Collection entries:
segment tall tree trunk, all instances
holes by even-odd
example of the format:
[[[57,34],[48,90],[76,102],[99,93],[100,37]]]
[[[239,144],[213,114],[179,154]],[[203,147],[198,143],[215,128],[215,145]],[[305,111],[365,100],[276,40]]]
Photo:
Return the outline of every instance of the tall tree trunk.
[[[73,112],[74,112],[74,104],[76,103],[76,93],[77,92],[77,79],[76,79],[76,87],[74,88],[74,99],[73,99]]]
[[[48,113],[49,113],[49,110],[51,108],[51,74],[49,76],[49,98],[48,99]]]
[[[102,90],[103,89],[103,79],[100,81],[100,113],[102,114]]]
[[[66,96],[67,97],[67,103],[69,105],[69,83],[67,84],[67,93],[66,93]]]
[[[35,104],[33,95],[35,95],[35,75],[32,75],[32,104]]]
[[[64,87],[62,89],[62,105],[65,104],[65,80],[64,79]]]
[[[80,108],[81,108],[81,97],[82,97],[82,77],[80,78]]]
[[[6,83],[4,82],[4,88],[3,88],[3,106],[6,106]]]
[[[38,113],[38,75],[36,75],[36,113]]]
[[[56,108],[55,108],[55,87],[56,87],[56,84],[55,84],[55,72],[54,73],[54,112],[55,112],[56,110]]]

==

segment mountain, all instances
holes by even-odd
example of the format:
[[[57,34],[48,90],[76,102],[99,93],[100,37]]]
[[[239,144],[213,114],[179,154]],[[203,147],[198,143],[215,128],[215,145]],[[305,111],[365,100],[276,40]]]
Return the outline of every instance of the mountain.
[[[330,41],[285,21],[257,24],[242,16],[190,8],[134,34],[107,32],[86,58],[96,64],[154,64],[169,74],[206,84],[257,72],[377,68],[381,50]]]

---

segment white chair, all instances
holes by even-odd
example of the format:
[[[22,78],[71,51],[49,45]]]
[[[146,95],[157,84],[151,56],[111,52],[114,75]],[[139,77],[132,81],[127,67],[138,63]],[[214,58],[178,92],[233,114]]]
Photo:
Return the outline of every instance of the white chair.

Request:
Copy the rows verbatim, beginning at the line that has "segment tall tree trunk, all instances" and stopping after the line that has "[[[64,87],[62,89],[62,105],[65,104],[65,80],[64,79]]]".

Task result:
segment tall tree trunk, all instances
holes by even-odd
example of the format:
[[[57,34],[48,90],[76,102],[99,93],[100,37]]]
[[[239,144],[213,114],[179,154]],[[203,147],[198,143],[215,128],[215,145]],[[305,111],[365,100],[276,40]]]
Photo:
Return the outline of every instance of the tall tree trunk.
[[[73,112],[74,112],[74,104],[76,103],[76,93],[77,92],[77,79],[76,79],[76,87],[74,88],[74,99],[73,99]]]
[[[48,113],[49,113],[49,110],[51,108],[51,74],[49,76],[49,98],[48,99]]]
[[[102,90],[103,89],[103,79],[100,81],[100,113],[102,114]]]
[[[66,96],[67,97],[67,103],[69,105],[69,83],[67,84],[67,93],[66,93]]]
[[[35,104],[33,95],[35,95],[35,75],[32,75],[32,104]]]
[[[64,87],[62,89],[62,105],[65,104],[65,80],[64,79]]]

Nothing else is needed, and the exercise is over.